* BEGIN Passage *

Carmina Escobar Livestream Conversation with Carmen Zella

NOW Art sat down with artist Carmina Escobar for a live conversation about her work and collaboration with our Attune project on Instagram (@nowart_la). As a creative art agency, we love to foster conversations around art, sound, design, and more art initiatives around Los Angeles and beyond. 

Below is a transcript of the video: 

Carmen Zella (CZ): Hi Carmina! You look fabulous — look at you! I love it. Sorry about the tech issues earlier. I even put a little ambiance on with a fireplace so we could have a fireside chat. Where are you calling in from?

Carmina Escobar: Thank you! My cat is being a little wild right now — you might hear her in the background. And behind me, that’s actually a print from a film I made. It’s one of my favorite scenes from Bajo la Sombra.

CZ: It’s gorgeous. Are those mirrors covering your whole body in that image?

Carmina Escobar: Yes, it’s a full mirror costume. And no, I’m not holding a lightsaber — that’s just my reading lamp!

CZ: It totally looks like a lightsaber. I love it. Okay — tell me everything. How are you doing?

* END Passage *
* BEGIN Given data *

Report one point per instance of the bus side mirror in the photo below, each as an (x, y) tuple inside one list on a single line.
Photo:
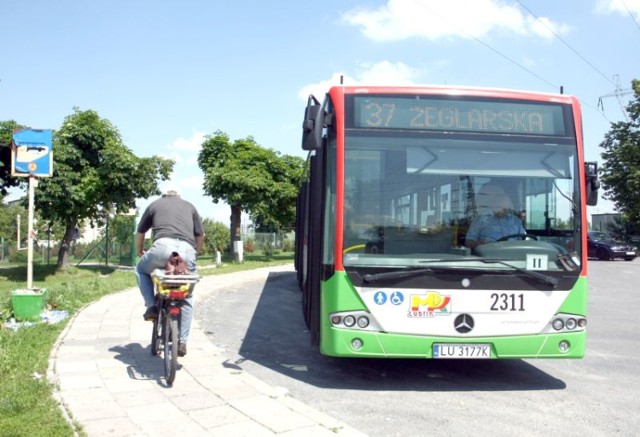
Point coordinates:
[(312, 125), (592, 183)]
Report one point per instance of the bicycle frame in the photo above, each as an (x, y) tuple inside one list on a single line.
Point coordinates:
[(170, 291)]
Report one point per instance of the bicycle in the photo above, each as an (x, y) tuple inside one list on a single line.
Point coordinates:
[(170, 291)]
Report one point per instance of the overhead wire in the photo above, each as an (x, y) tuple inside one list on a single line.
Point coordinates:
[(630, 14), (496, 51), (617, 85), (565, 43)]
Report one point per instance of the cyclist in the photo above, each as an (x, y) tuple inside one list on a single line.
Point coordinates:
[(176, 227)]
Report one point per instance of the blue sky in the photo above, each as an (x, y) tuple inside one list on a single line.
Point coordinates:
[(166, 73)]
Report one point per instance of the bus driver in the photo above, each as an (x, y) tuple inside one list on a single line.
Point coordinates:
[(496, 217)]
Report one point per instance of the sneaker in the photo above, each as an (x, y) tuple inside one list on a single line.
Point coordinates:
[(182, 349), (151, 313)]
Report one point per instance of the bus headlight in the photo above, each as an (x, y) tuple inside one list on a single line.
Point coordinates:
[(354, 320), (363, 322), (349, 321)]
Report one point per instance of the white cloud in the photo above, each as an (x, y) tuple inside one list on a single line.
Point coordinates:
[(384, 72), (620, 6), (436, 19)]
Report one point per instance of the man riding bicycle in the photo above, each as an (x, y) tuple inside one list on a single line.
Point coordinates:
[(176, 227)]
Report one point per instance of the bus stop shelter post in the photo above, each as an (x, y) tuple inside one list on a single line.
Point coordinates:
[(30, 234)]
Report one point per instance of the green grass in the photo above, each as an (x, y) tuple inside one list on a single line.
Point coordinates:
[(27, 407)]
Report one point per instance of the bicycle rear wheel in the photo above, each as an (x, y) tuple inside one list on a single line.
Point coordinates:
[(170, 347)]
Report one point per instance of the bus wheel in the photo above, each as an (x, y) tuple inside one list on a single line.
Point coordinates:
[(603, 254)]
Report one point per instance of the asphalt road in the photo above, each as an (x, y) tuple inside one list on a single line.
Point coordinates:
[(260, 326)]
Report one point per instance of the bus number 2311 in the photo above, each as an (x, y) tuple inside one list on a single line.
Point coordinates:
[(507, 302)]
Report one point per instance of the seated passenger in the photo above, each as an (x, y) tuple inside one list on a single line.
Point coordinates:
[(496, 218)]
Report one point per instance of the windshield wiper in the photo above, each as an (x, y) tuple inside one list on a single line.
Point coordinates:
[(549, 280), (546, 279), (394, 275)]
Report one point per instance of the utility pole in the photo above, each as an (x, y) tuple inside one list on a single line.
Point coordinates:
[(618, 93)]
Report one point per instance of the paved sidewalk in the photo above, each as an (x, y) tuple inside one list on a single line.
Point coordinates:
[(108, 381)]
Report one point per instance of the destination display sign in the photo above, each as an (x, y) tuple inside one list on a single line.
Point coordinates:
[(458, 115)]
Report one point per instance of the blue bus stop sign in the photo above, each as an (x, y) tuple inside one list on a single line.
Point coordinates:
[(31, 153)]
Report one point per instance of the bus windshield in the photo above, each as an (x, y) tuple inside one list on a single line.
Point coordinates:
[(413, 195)]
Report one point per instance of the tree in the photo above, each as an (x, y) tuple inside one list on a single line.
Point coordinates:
[(249, 178), (620, 171), (94, 173), (7, 128), (277, 209), (216, 236)]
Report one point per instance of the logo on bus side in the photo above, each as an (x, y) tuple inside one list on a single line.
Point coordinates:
[(429, 305)]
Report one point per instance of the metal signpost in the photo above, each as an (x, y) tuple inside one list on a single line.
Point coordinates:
[(32, 157)]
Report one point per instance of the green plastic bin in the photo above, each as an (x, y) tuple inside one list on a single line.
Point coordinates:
[(27, 304)]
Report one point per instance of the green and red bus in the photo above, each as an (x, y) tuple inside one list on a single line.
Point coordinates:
[(393, 181)]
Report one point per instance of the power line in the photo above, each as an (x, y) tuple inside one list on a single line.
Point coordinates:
[(565, 43), (630, 14), (496, 51)]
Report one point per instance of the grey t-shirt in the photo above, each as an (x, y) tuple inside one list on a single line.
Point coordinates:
[(172, 217)]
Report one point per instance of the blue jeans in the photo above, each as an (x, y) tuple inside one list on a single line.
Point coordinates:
[(156, 258)]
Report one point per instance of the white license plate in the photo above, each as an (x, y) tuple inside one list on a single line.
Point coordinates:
[(465, 351)]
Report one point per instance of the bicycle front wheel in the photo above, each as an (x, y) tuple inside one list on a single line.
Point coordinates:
[(170, 347)]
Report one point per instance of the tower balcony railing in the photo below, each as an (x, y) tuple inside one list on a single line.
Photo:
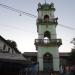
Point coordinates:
[(48, 42), (49, 22)]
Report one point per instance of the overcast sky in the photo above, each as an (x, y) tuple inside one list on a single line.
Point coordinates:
[(22, 29)]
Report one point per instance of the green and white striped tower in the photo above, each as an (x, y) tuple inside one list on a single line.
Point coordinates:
[(47, 43)]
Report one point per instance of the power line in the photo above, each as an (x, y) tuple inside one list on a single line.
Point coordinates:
[(17, 10), (66, 27), (28, 14)]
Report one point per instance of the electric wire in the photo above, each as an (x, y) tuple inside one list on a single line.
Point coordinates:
[(17, 10), (31, 15)]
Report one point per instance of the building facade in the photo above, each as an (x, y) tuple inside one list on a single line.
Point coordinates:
[(47, 43)]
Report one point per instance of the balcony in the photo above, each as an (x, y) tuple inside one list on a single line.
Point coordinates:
[(48, 42), (50, 22)]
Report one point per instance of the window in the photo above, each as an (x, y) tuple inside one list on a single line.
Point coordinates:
[(4, 47), (46, 18), (47, 34)]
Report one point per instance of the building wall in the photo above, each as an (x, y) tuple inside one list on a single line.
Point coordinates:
[(7, 48), (51, 50)]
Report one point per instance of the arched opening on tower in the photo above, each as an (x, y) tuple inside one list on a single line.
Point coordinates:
[(47, 62), (47, 34), (46, 18)]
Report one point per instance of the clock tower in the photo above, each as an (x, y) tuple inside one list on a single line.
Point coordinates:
[(47, 43)]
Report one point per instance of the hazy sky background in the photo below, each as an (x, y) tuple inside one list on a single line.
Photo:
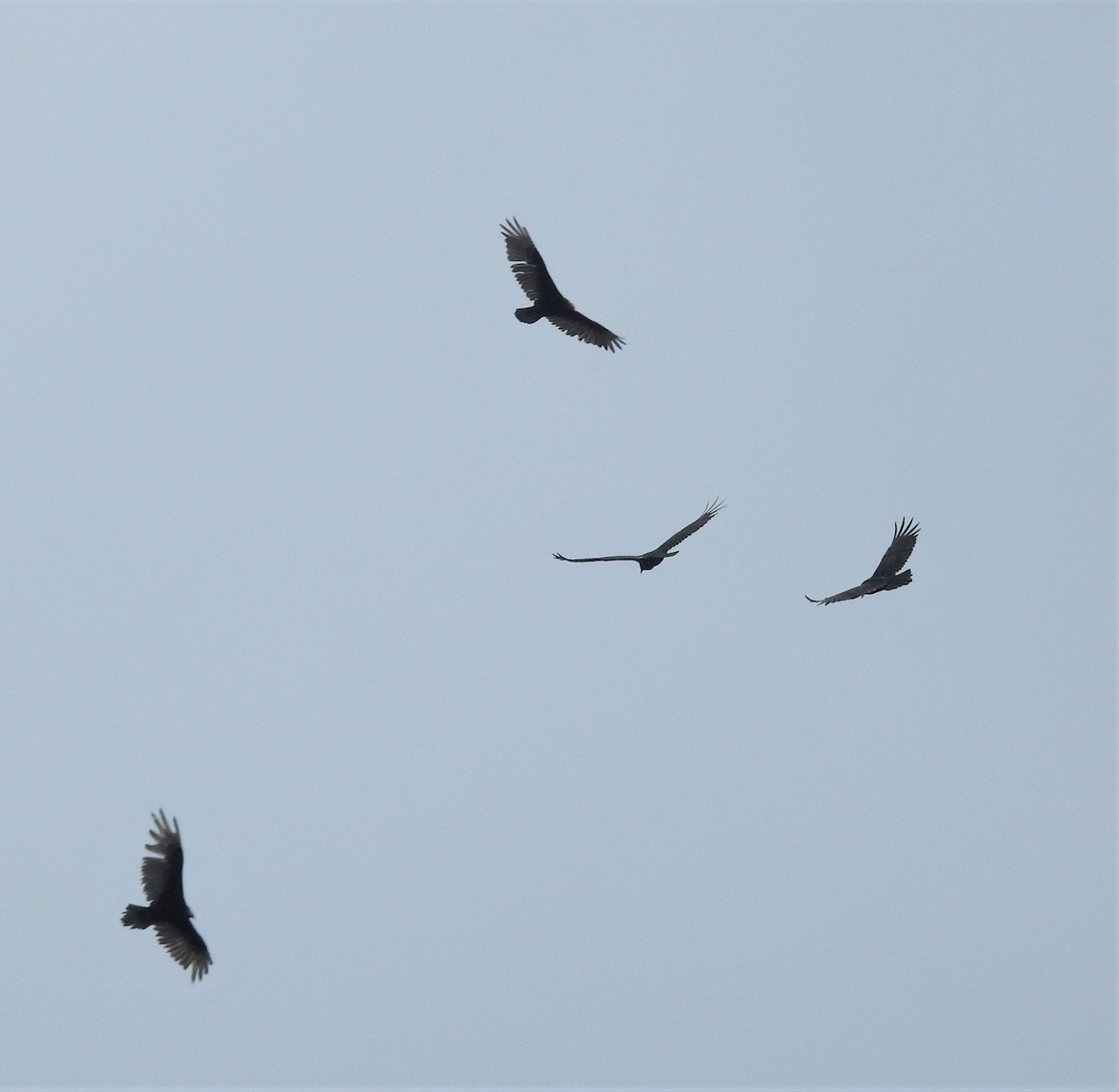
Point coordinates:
[(283, 476)]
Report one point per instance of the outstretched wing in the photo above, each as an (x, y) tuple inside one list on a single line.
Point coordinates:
[(529, 267), (711, 510), (532, 276), (627, 558), (895, 558), (186, 946), (162, 875), (579, 325), (850, 593)]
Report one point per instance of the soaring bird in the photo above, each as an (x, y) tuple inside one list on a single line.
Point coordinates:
[(532, 275), (885, 577), (162, 885), (665, 549)]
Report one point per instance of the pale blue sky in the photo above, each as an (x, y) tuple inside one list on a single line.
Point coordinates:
[(283, 477)]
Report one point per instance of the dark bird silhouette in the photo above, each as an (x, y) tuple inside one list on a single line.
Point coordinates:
[(885, 577), (162, 885), (532, 275), (665, 549)]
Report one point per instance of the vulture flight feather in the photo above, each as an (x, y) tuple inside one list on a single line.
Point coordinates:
[(532, 275), (887, 576), (162, 885), (665, 549)]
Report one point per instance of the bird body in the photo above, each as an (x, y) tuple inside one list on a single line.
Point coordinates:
[(654, 558), (161, 878), (548, 302), (887, 576)]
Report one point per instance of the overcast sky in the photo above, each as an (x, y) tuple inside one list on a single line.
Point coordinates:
[(283, 477)]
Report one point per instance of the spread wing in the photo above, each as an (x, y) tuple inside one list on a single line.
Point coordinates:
[(532, 276), (186, 946), (162, 875), (885, 576), (711, 510), (627, 558), (895, 558), (850, 593), (579, 325), (529, 267)]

* END Given data *

» **Short problem 1**
Rewrite the part of the interview transcript starting with "NOW Art sat" and going on through "in that image?", putting "candle" in place of "fireplace".
» **Short problem 2**
Give only the records starting with the line with "Report one point per instance of the hazy" and going on through the line with "[(283, 476)]", requests included. Multiply every point coordinate in the answers by 2.2, round each to a whole number with halves going up, and leave the pictures out.
The text and the records have nothing to do with each other.

» **Output 1**
NOW Art sat down with artist Carmina Escobar for a live conversation about her work and collaboration with our Attune project on Instagram (@nowart_la). As a creative art agency, we love to foster conversations around art, sound, design, and more art initiatives around Los Angeles and beyond. 

Below is a transcript of the video: 

Carmen Zella (CZ): Hi Carmina! You look fabulous — look at you! I love it. Sorry about the tech issues earlier. I even put a little ambiance on with a candle so we could have a fireside chat. Where are you calling in from?

Carmina Escobar: Thank you! My cat is being a little wild right now — you might hear her in the background. And behind me, that’s actually a print from a film I made. It’s one of my favorite scenes from Bajo la Sombra.

CZ: It’s gorgeous. Are those mirrors covering your whole body in that image?

» **Output 2**
Report one point per instance of the hazy sky background in the photo below, each as an (x, y) tuple inside one list on a single line.
Photo:
Point coordinates:
[(623, 1047)]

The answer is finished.